**Tarefas do exercício**
[1] Repita, sem qualquer alteração, o trecho das memórias sobre o Liceu de Viseu, desde "Que sabia eu" até "que se esperava.".
[2] Retome as memórias sobre o Liceu de Viseu e prolongue-as a partir da última frase apresentada.

**Documento de origem**
----

Quare?

Eu era apenas um miúdo, imaturo, arrancado a Angola onde vivera em clausura e quase sem amigos, excepção tristonha àquele mundo de porta aberta que caracterizava a vivência dos trópicos. Fora parar a Viseu porque era dali a família do meu pai, que eu não conhecia e que ele mal reconhecia, tendo emigrado para África aos vinte anos e regressado à Metrópole quarenta anos depois. Além disso vínhamos, a minha mãe e eu, com fama de "africanistas", forma de de supor no meio que seríamos endinheirados através da exploração negreira. Perdido numa cidade que não era minha, feito cavaleiro andante de sua mãe, um rapazinho de dezasseis anos chegava enfim ao Liceu Nacional de Viseu, depois da peregrinação pelo Colégio de Santo Agostinho.
Que sabia eu do mundo que por ali habitava, discreto, subterrâneo, e mesmo o da cultura oficial? Alguém me conseguiu fazer compreender a importância do Eugénio Aresta e do Augusto Saraiva na Filosofia? Do Simões Gomes na Cultura Clássica? Não tinha quem, com uma única excepção chamada Luís de Miranda Rocha. Falarei dele um dia e das saudades que me roem a alma incompleta pela sua prematura morte.
Pressenti, sim, naquele professor de Literatura, alguém diferente. Talvez porque mais novo do que o habitual, sobretudo porque mais arrojado do que se esperava. 
Arriscou dizer-nos, sem que eu entendesse bem, que não estava autorizado  pelo Reitor a recomendar a História da Literatura do Óscar Lopes e do António José Saraiva mas que era a melhor a que existia. Dava aulas como quem conversa com amigos. Arriscou, sobretudo, pegar naqueles adolescentes tão diferenciados como éramos e fazer-nos ler, mesmo os mais obtusos. Pela sua mão descobri o que era a Biblioteca do Liceu. Por causa dele passei a não perder a paragem da carrinha da Fundação Gulbenkian quando, ela como Biblioteca Itinerante, me trazia aquele mundo por haver.
Um dia, numa aula, surpreendi-o descobrindo que havia mais remos do que remadores num dos autos da barca de Gil Vicente, não sei dali retirando que peregrina conclusão. Líamos a peça representando-a. 
No final foi ele que me surpreendeu a mim. Aos poucos vim a saber o seu genial valor, a sua bondade, o seu empenho. Tarde demais, porém.

----

**Listagem**
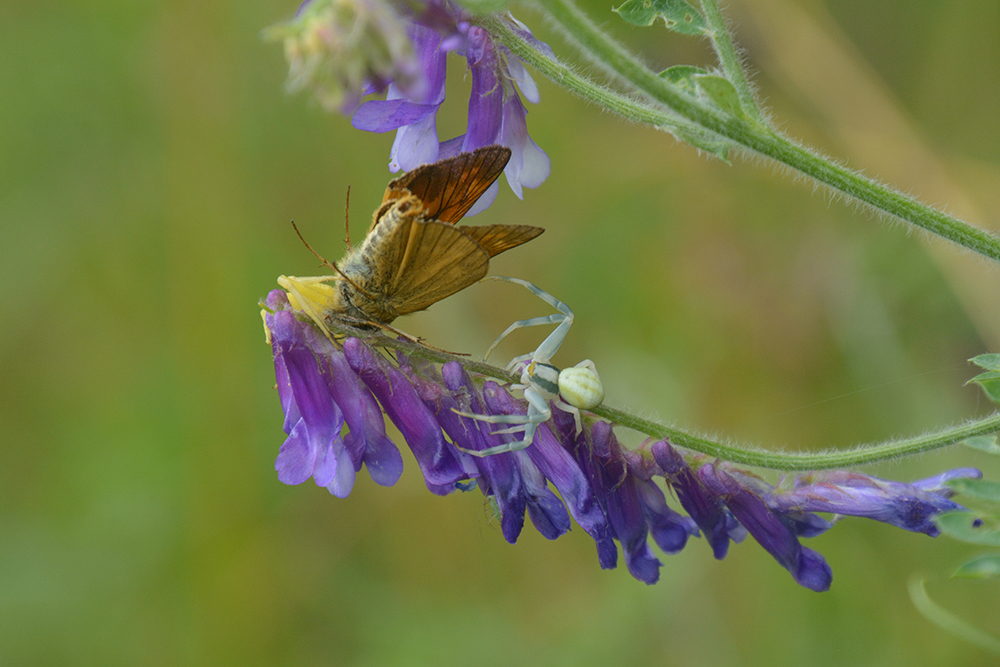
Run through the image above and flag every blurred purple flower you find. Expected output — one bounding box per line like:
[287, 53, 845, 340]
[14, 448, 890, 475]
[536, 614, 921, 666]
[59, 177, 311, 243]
[769, 468, 983, 537]
[266, 0, 552, 207]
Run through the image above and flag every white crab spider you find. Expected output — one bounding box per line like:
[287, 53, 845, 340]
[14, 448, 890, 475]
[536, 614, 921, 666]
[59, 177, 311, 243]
[458, 276, 604, 456]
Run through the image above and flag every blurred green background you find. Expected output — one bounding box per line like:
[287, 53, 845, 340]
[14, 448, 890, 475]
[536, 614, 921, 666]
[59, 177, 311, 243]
[0, 0, 1000, 666]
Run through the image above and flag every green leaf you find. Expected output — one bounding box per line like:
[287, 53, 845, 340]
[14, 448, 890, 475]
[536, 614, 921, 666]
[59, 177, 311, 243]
[969, 353, 1000, 371]
[951, 554, 1000, 579]
[959, 435, 1000, 454]
[909, 577, 1000, 655]
[659, 65, 708, 97]
[948, 479, 1000, 503]
[965, 371, 1000, 403]
[612, 0, 708, 35]
[694, 74, 749, 118]
[934, 511, 1000, 547]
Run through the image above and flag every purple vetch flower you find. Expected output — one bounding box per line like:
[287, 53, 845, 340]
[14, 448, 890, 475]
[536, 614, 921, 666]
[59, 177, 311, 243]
[698, 463, 833, 591]
[264, 0, 427, 113]
[650, 440, 746, 560]
[351, 0, 552, 206]
[263, 290, 982, 591]
[265, 290, 403, 498]
[479, 382, 609, 545]
[768, 468, 982, 537]
[344, 338, 468, 495]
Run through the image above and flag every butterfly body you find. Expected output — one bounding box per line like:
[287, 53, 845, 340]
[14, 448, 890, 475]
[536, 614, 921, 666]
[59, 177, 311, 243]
[278, 146, 544, 329]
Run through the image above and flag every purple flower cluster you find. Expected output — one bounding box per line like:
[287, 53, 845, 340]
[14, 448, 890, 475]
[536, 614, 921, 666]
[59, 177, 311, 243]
[272, 0, 551, 215]
[264, 290, 982, 591]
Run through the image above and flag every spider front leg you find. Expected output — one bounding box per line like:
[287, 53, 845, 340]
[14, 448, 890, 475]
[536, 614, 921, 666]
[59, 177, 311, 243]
[483, 276, 573, 368]
[454, 387, 552, 457]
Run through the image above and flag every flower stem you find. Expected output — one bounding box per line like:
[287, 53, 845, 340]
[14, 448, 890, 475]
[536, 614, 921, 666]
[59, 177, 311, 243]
[494, 0, 1000, 261]
[592, 406, 1000, 471]
[327, 322, 1000, 471]
[701, 0, 766, 125]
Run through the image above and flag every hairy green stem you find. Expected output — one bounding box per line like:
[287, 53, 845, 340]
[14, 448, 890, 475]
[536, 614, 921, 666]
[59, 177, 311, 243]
[490, 0, 1000, 261]
[592, 406, 1000, 471]
[327, 322, 1000, 471]
[701, 0, 766, 125]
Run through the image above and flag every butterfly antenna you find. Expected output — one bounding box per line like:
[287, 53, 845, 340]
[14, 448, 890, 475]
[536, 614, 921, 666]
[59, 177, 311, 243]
[292, 220, 376, 301]
[344, 185, 351, 250]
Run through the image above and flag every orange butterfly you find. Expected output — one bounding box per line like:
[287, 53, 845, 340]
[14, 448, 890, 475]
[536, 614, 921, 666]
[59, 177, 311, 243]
[278, 146, 545, 334]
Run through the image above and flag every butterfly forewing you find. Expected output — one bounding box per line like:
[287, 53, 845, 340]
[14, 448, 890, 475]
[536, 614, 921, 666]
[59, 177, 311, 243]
[376, 145, 510, 224]
[461, 225, 545, 257]
[387, 220, 490, 315]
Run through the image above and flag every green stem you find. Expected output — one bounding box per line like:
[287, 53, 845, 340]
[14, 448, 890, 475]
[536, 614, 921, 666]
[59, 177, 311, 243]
[592, 405, 1000, 471]
[488, 0, 1000, 261]
[701, 0, 767, 125]
[327, 322, 1000, 471]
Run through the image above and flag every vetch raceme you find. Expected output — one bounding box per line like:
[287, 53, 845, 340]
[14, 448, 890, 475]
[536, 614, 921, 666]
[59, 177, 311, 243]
[267, 0, 551, 215]
[262, 290, 981, 591]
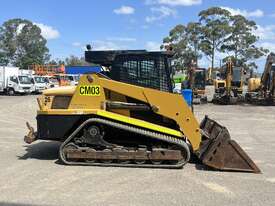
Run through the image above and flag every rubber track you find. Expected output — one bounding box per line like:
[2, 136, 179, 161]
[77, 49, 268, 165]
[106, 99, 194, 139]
[59, 118, 190, 168]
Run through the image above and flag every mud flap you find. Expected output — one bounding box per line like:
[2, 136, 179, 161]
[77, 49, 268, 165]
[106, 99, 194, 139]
[198, 116, 261, 173]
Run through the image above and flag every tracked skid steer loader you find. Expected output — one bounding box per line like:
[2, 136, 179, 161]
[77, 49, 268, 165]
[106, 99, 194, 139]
[25, 50, 260, 173]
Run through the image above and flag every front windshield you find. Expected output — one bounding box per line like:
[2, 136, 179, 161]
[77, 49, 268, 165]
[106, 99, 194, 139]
[75, 76, 80, 82]
[232, 67, 242, 82]
[34, 77, 46, 83]
[194, 71, 205, 89]
[18, 76, 31, 84]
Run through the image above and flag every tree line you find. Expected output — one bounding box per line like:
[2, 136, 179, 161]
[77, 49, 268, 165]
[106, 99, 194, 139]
[0, 18, 88, 69]
[161, 7, 269, 70]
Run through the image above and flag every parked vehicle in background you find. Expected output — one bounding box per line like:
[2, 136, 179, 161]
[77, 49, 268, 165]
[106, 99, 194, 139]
[67, 74, 80, 86]
[43, 75, 59, 89]
[30, 75, 47, 94]
[0, 66, 32, 95]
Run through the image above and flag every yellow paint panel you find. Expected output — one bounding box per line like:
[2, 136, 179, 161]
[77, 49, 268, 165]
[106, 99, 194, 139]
[78, 85, 100, 96]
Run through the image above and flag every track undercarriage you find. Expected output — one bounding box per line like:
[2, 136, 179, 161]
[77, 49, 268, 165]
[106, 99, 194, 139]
[59, 118, 190, 168]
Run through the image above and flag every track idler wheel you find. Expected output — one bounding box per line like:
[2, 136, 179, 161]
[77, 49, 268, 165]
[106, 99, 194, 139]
[199, 116, 261, 173]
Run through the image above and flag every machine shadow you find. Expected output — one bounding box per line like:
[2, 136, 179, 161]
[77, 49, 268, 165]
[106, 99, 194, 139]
[17, 141, 61, 160]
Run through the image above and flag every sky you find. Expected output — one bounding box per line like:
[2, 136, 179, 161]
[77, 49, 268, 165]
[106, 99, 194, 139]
[0, 0, 275, 71]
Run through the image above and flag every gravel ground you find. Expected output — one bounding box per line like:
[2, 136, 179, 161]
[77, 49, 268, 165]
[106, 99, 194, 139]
[0, 92, 275, 206]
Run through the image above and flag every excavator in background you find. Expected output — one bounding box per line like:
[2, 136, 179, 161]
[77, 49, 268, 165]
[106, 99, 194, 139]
[206, 67, 221, 85]
[28, 64, 70, 86]
[25, 46, 260, 173]
[245, 53, 275, 105]
[212, 59, 244, 105]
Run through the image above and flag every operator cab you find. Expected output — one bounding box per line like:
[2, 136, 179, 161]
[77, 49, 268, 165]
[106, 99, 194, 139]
[85, 50, 173, 92]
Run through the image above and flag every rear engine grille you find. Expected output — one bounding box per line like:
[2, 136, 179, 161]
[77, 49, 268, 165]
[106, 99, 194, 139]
[52, 96, 72, 109]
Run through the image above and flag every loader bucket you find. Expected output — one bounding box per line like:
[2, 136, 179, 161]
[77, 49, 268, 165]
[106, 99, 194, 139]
[198, 116, 261, 173]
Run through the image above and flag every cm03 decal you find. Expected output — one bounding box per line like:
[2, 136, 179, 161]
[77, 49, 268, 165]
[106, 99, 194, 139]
[79, 85, 100, 96]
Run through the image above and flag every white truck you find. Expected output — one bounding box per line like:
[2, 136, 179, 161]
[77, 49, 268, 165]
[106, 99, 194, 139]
[30, 75, 47, 94]
[0, 66, 32, 95]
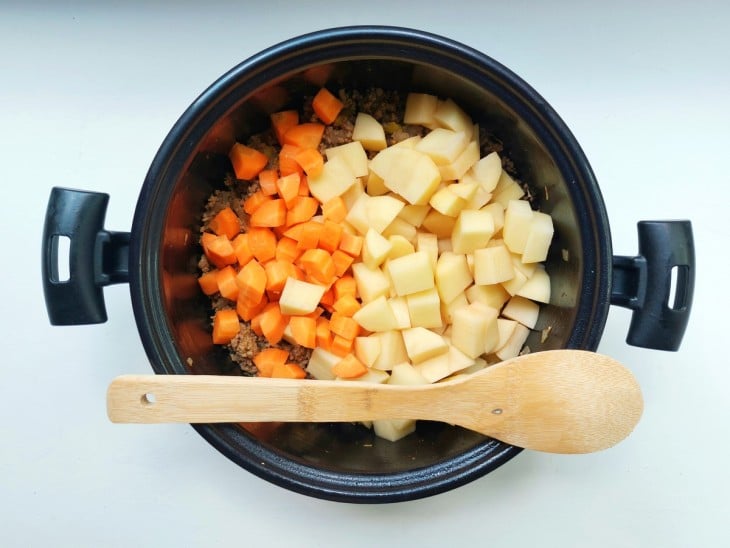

----

**Resultados do exercício**
[1]
Que sabia eu do mundo que por ali habitava, discreto, subterrâneo, e mesmo o da cultura oficial? Alguém me conseguiu fazer compreender a importância do Eugénio Aresta e do Augusto Saraiva na Filosofia? Do Simões Gomes na Cultura Clássica? Não tinha quem, com uma única excepção chamada Luís de Miranda Rocha. Falarei dele um dia e das saudades que me roem a alma incompleta pela sua prematura morte.
Pressenti, sim, naquele professor de Literatura, alguém diferente. Talvez porque mais novo do que o habitual, sobretudo porque mais arrojado do que se esperava.

[2]
Morreu jovem. Hoje olho para mim e para esse tempo perdido e para aquilo de que não fui capaz e sinto uma vergonha imensa por já não ser possível bastar-me com o arrependimento de uma culpa de que nem tenho com quem repartir os remorsos. 
Esta noite o Eduardo Pinto trouxe-me uma grata memória na forma de um blog que o refere e uma fotografia. Está aqui. Olho para a imagem e para a clareira que significa a minha ausência quanto a tudo isso. Na altura eu era apenas um miúdo desterrado em Abravezes, sem eira nem beira, formando-me a esmo. Anos depois tudo isso pesa como uma acusação. O que faz de nós a inconsciência.
Alberto Osório Mateus, meu professor. Numa aula marcou-me como trabalho escrever uma carta como se fosse o Francisco Manuel de Melo. Teria de ter o estilo, o vocabulário e, não mais o esqueci, terminar com a sacramental fórmula: «Quare? [Porquê?]». 
Eis a pergunta da minha agonia esta noite, olhando para o tempo ido e para o tempo perdido: porquê? Porquê?

O Cónego Barreiros

A fotografia tem no verso uma legenda: «Ao primo José Barreiros Pina do Amaral, como prova de estima e lembrança da sua passagem pelo meu Colégio. Colégio da Via Sacra 14-7-52 Pe. António Barreiros».
O destinatário foi o meu pai, que usava o nome, como se à espanhola, com o designativo materno no final antecedido pelo do lado paterno. 
Órfão, o Cónego Barreiros deu-lhe estudos gratuitos no que foi uma referência estudantil em Viseu: o Seminário-Colégio da Via Sacra. Ali conviveu com António de Oliveira Salazar, então prefeito. Com a diferença: este dedicava-se, férreo, ao estudo, chegando a ponto de em pleno Inverno, depois de uma jornada de trabalho, descalçar-se para que os pés numa bacia de água gelada o impedissem de adormecer; o meu pai queria namorar e vida solta. Partiria para São Tomé, dali para Cabinda, enfim em Malanje, onde eu nasci em 1949. Quando a foto chegou até nós eu teria três anos. Fui hoje ao seu encontro.

O espírito do lugar

Estudei aqui, vindo do "Colégio do Terêncio", meu padrinho, como contei. Era um seminário e também um colégio. Estudavam no colégio os filhos dos mais afortunados e eu tive a oportunidade de naquela altura ser filho numa família que afortunara. Começaram do nada. E ficámos sem nada. No começo quando eu não existia minha mãe chegou a fazer ajour "para fora", porque o infortúnio abateu-se sobre a nossa casa. Mais tarde, comigo já na Faculdade, ter-se-ia que agarrar a modestíssimos empregos para poder haver comida em casa. Pelo meio tivemos do mundo as coisas boas que o mundo tem.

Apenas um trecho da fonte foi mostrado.